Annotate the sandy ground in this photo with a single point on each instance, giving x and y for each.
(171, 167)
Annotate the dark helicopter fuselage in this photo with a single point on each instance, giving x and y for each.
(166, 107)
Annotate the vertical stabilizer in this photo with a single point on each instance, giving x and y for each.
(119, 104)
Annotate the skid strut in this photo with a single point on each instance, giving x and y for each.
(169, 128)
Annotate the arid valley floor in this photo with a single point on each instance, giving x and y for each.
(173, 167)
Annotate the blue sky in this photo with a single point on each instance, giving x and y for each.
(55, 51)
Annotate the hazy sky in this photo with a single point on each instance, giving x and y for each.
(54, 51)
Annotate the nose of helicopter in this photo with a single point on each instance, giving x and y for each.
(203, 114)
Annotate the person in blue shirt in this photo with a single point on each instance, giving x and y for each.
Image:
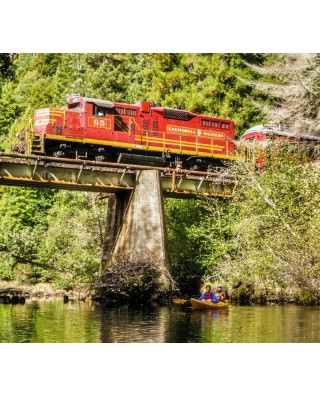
(209, 296)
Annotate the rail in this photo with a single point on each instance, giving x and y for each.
(75, 174)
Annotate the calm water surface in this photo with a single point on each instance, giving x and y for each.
(53, 321)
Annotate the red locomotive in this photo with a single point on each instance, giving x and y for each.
(142, 133)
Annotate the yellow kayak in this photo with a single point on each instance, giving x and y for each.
(178, 301)
(202, 305)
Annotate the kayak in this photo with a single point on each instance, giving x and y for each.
(178, 301)
(202, 305)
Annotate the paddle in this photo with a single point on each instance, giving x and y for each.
(236, 285)
(179, 301)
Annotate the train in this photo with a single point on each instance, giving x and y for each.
(144, 133)
(257, 144)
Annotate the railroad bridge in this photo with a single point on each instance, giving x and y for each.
(135, 224)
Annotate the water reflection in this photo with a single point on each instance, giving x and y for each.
(53, 321)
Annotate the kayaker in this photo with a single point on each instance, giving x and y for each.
(209, 296)
(222, 295)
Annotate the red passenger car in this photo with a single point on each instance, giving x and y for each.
(142, 133)
(260, 141)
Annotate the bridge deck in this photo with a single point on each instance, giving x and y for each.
(69, 174)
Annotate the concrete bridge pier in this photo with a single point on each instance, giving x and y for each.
(135, 226)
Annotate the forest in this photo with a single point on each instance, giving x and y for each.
(266, 238)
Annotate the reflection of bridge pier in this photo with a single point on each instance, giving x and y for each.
(125, 324)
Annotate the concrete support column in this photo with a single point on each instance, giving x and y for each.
(117, 205)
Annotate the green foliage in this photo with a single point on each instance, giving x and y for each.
(50, 236)
(73, 240)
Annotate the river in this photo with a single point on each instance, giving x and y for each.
(53, 321)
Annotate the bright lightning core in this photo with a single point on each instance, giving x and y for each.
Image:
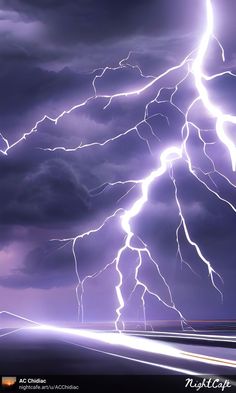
(193, 67)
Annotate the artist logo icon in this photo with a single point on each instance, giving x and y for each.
(8, 384)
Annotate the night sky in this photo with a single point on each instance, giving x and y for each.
(50, 51)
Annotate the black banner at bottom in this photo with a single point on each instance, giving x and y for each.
(118, 383)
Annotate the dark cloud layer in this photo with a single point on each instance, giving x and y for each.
(47, 51)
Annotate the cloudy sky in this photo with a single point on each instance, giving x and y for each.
(50, 52)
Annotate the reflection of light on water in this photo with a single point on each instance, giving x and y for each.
(8, 381)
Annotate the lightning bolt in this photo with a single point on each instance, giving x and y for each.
(192, 66)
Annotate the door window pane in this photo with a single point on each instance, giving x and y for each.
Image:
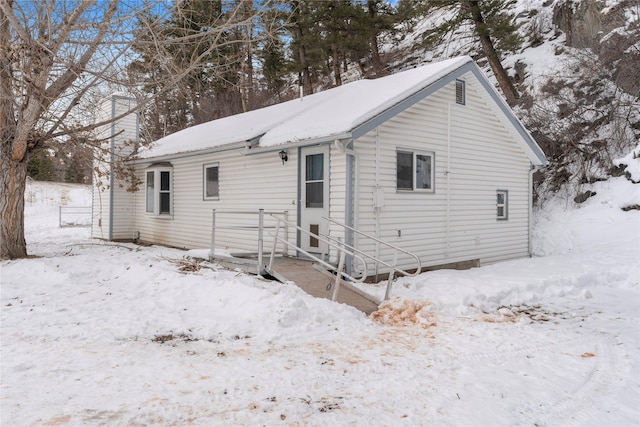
(150, 195)
(315, 167)
(315, 194)
(212, 184)
(423, 171)
(164, 181)
(165, 203)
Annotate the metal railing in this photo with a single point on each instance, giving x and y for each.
(392, 266)
(259, 228)
(344, 250)
(84, 212)
(340, 274)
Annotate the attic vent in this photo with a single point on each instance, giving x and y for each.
(460, 92)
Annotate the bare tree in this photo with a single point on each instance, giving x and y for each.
(56, 57)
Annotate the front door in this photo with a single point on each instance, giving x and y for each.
(314, 195)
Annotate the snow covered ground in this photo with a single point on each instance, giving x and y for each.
(101, 333)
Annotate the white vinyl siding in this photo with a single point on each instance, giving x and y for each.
(246, 183)
(475, 155)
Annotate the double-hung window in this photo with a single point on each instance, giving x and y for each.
(502, 204)
(159, 189)
(415, 171)
(211, 181)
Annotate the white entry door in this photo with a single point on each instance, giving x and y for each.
(314, 193)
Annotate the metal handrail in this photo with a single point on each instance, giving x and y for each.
(340, 274)
(393, 267)
(346, 249)
(389, 245)
(260, 228)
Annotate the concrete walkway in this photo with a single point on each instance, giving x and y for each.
(319, 284)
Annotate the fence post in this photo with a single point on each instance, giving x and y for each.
(260, 239)
(212, 251)
(285, 246)
(275, 244)
(387, 294)
(336, 285)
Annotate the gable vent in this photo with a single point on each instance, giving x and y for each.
(460, 92)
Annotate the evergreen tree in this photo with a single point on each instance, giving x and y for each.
(493, 26)
(40, 166)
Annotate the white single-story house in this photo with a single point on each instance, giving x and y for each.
(431, 160)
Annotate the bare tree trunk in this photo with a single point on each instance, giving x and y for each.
(509, 91)
(13, 175)
(373, 43)
(336, 64)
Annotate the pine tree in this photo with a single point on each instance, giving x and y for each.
(494, 28)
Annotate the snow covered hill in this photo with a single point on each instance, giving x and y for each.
(577, 74)
(101, 333)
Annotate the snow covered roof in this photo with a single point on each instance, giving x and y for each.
(345, 111)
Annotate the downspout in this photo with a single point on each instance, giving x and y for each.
(376, 207)
(111, 158)
(352, 194)
(532, 170)
(447, 243)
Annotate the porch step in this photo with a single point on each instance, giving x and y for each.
(319, 283)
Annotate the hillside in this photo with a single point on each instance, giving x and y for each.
(577, 74)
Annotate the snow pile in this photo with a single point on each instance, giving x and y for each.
(104, 333)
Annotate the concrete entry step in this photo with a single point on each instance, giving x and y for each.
(320, 283)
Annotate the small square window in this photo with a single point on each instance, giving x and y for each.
(211, 181)
(415, 171)
(460, 92)
(502, 204)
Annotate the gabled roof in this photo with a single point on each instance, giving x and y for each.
(347, 111)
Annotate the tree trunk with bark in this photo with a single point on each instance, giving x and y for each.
(509, 91)
(13, 177)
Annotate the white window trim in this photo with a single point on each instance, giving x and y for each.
(415, 154)
(505, 205)
(157, 170)
(204, 180)
(463, 85)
--------------------
### PROBLEM REQUIREMENTS:
Render every line of the records above as a Markdown table with the columns Row and Line, numbering the rows in order and leaving out blank lines and the pictures.

### SOLUTION TO THIS EXERCISE:
| Row | Line |
|---|---|
| 1 | Annotate the sandy ground in this photo with a single point on each instance, giving x and y for each. |
| 2 | (171, 167) |
| 3 | Annotate the dark helicopter fuselage in this photo with a single point on each instance, giving x and y for each. |
| 4 | (166, 107) |
| 5 | Annotate the vertical stabilizer in this photo with a single point on each instance, giving x and y for each. |
| 6 | (119, 104) |
| 7 | Annotate the skid strut in this photo with a single point on each instance, giving x and y for each. |
| 8 | (169, 128) |
| 9 | Annotate the arid valley floor in this photo with a single point on each instance, giving x and y for each. |
| 10 | (173, 167) |
| 11 | Annotate the blue sky in this photo with a single point on each instance, giving x and y for each. |
| 12 | (55, 51) |
| 13 | Annotate the hazy sky in this photo with a single point on each instance, giving x and y for each. |
| 14 | (54, 51) |
| 15 | Annotate the nose of helicopter in this photo with a single point on each instance, giving x and y for each. |
| 16 | (203, 114) |
| 17 | Annotate the person in blue shirt in this photo with a single point on each instance, giving x and y for each. |
| 18 | Image: |
| 19 | (209, 296) |
| 20 | Annotate the rail in this photo with a single point on each instance, giving x and y for each. |
| 21 | (75, 174) |
| 22 | Annotate the calm water surface in this photo with a single point on each instance, giving x and y for each. |
| 23 | (53, 321) |
| 24 | Annotate the red locomotive in this photo with a single point on each instance, giving x and y for each. |
| 25 | (142, 133) |
| 26 | Annotate the yellow kayak in this photo with a single point on each instance, giving x and y for each. |
| 27 | (178, 301) |
| 28 | (202, 305) |
| 29 | Annotate the kayak in this photo with a single point on each instance, giving x and y for each. |
| 30 | (178, 301) |
| 31 | (202, 305) |
| 32 | Annotate the paddle in this photo with a single point on each instance, giving x and y for each. |
| 33 | (236, 285) |
| 34 | (179, 301) |
| 35 | Annotate the train in this photo with a single point on each instance, giving x and y for each. |
| 36 | (144, 133) |
| 37 | (257, 144) |
| 38 | Annotate the railroad bridge in this photo with a single point on each instance, giving x and y for each. |
| 39 | (135, 224) |
| 40 | Annotate the water reflection in this photo with a single point on each instance, giving x and y for each. |
| 41 | (53, 321) |
| 42 | Annotate the kayaker in this photo with a single point on each instance, giving x and y for each. |
| 43 | (209, 296) |
| 44 | (222, 295) |
| 45 | Annotate the red passenger car in this photo with a single point on each instance, giving x and y for each. |
| 46 | (142, 133) |
| 47 | (260, 141) |
| 48 | Annotate the bridge deck in this photo with a single point on each instance, giving x and y for each. |
| 49 | (69, 174) |
| 50 | Annotate the concrete bridge pier in this photo with a single point on each instance, giving x and y for each. |
| 51 | (135, 226) |
| 52 | Annotate the forest in this photo with a single point on each instance, giving x and y for each. |
| 53 | (266, 238) |
| 54 | Annotate the reflection of bridge pier in this photo with a single point on each instance, giving x and y for each. |
| 55 | (125, 324) |
| 56 | Annotate the concrete support column in this photo with a single point on each instance, giving x and y for each. |
| 57 | (117, 205) |
| 58 | Annotate the green foliage in this photo with a single point on each instance, giving x and y for each. |
| 59 | (50, 236) |
| 60 | (73, 240) |
| 61 | Annotate the river in this photo with a single point on each instance, giving x and y for each. |
| 62 | (53, 321) |
| 63 | Annotate the bright lightning core in this photo with a single point on each instance, giving x and y for each. |
| 64 | Image: |
| 65 | (193, 67) |
| 66 | Annotate the artist logo icon in this photo with a single point on each instance, giving x and y for each. |
| 67 | (8, 384) |
| 68 | Annotate the night sky in this photo with a single point on each instance, giving x and y for each. |
| 69 | (50, 51) |
| 70 | Annotate the black banner at bottom in this photo with a single point on each instance, giving x and y for each. |
| 71 | (118, 383) |
| 72 | Annotate the dark cloud layer in this photo with a single point on each instance, giving x and y for each. |
| 73 | (47, 51) |
| 74 | Annotate the cloudy sky in this photo with a single point on each instance, giving x and y for each. |
| 75 | (50, 52) |
| 76 | Annotate the reflection of light on water in this photo with a single point on each instance, giving x and y for each. |
| 77 | (8, 381) |
| 78 | Annotate the lightning bolt in this photo with a single point on each instance, giving x and y for each. |
| 79 | (192, 66) |
| 80 | Annotate the door window pane in this photo with a single point on each instance, giving x and y for each. |
| 81 | Image: |
| 82 | (150, 195) |
| 83 | (315, 167) |
| 84 | (315, 194) |
| 85 | (212, 184) |
| 86 | (423, 171) |
| 87 | (164, 181) |
| 88 | (165, 203) |
| 89 | Annotate the metal railing in this photo with a single point on each instance, giving x and y for each. |
| 90 | (392, 266) |
| 91 | (259, 228) |
| 92 | (344, 250) |
| 93 | (84, 212) |
| 94 | (340, 274) |
| 95 | Annotate the attic vent in this photo with a single point on each instance, giving x and y for each. |
| 96 | (460, 92) |
| 97 | Annotate the bare tree in this photo with a single point on each instance, giving x and y for each. |
| 98 | (56, 57) |
| 99 | Annotate the front door in this photo with a single point on each instance, giving x and y for each. |
| 100 | (314, 195) |
| 101 | Annotate the snow covered ground in this photo with a single point on each instance, giving x and y for each. |
| 102 | (101, 333) |
| 103 | Annotate the white vinyl siding in this photo with a single point on each instance, giving x and y for each. |
| 104 | (246, 183) |
| 105 | (475, 155) |
| 106 | Annotate the double-hung window in this photo with a single point on each instance, giving x and y for each. |
| 107 | (502, 204) |
| 108 | (159, 189) |
| 109 | (415, 171) |
| 110 | (211, 181) |
| 111 | Annotate the white entry door in this photo with a single point on each instance, giving x and y for each. |
| 112 | (314, 193) |
| 113 | Annotate the metal handrail in this photo with a single point on each instance, giving x and y for each. |
| 114 | (340, 274) |
| 115 | (393, 267) |
| 116 | (346, 249) |
| 117 | (389, 245) |
| 118 | (260, 228) |
| 119 | Annotate the concrete walkway in this photo with a single point on each instance, giving x and y for each. |
| 120 | (319, 284) |
| 121 | Annotate the fence post in this photo with a single point on each instance, giving x and y for each. |
| 122 | (260, 239) |
| 123 | (212, 251) |
| 124 | (285, 246) |
| 125 | (275, 244) |
| 126 | (387, 294) |
| 127 | (336, 285) |
| 128 | Annotate the gable vent in this photo with a single point on each instance, giving x and y for each. |
| 129 | (460, 92) |
| 130 | Annotate the evergreen tree in this photo with a single point on each instance, giving x and y for each. |
| 131 | (493, 26) |
| 132 | (40, 166) |
| 133 | Annotate the white single-story house in this photo with a single point on each instance, giving x and y for each. |
| 134 | (431, 160) |
| 135 | Annotate the bare tree trunk in this photo with a single point on each instance, giving x and y for each. |
| 136 | (509, 91) |
| 137 | (13, 175) |
| 138 | (373, 43) |
| 139 | (336, 64) |
| 140 | Annotate the pine tree in this photo with a single point on each instance, giving x and y for each. |
| 141 | (494, 28) |
| 142 | Annotate the snow covered hill in this photo with a single point on each instance, giving x and y for each. |
| 143 | (577, 74) |
| 144 | (101, 333) |
| 145 | Annotate the snow covered roof in this photo with a single point on each instance, giving x and y for each. |
| 146 | (345, 111) |
| 147 | Annotate the downspout in this photo with a single point on each instance, giving x and y for each. |
| 148 | (376, 207) |
| 149 | (111, 158) |
| 150 | (352, 194) |
| 151 | (532, 170) |
| 152 | (447, 243) |
| 153 | Annotate the porch step in this photo with a single point on each instance, giving x and y for each. |
| 154 | (319, 283) |
| 155 | Annotate the hillside in this photo with a single point on each instance, giving x and y for each. |
| 156 | (577, 74) |
| 157 | Annotate the snow pile in this photo with a single point on each instance, giving x and y for each. |
| 158 | (104, 333) |
| 159 | Annotate the concrete entry step in this photo with a single point on each instance, giving x and y for each. |
| 160 | (320, 283) |
| 161 | Annotate the small square window in this photo with a single point on each instance, giving x and y for each. |
| 162 | (211, 181) |
| 163 | (415, 171) |
| 164 | (460, 92) |
| 165 | (502, 204) |
| 166 | Annotate the gabled roof in this photo with a single point on each instance, giving x and y for each. |
| 167 | (347, 111) |
| 168 | Annotate the tree trunk with bark in this photo with a single point on each instance, giving x and y for each. |
| 169 | (509, 91) |
| 170 | (13, 177) |
| 171 | Annotate the white window trim in this photo with a single point on each instance, giving x and y for each. |
| 172 | (415, 154) |
| 173 | (505, 205) |
| 174 | (157, 170) |
| 175 | (204, 180) |
| 176 | (463, 85) |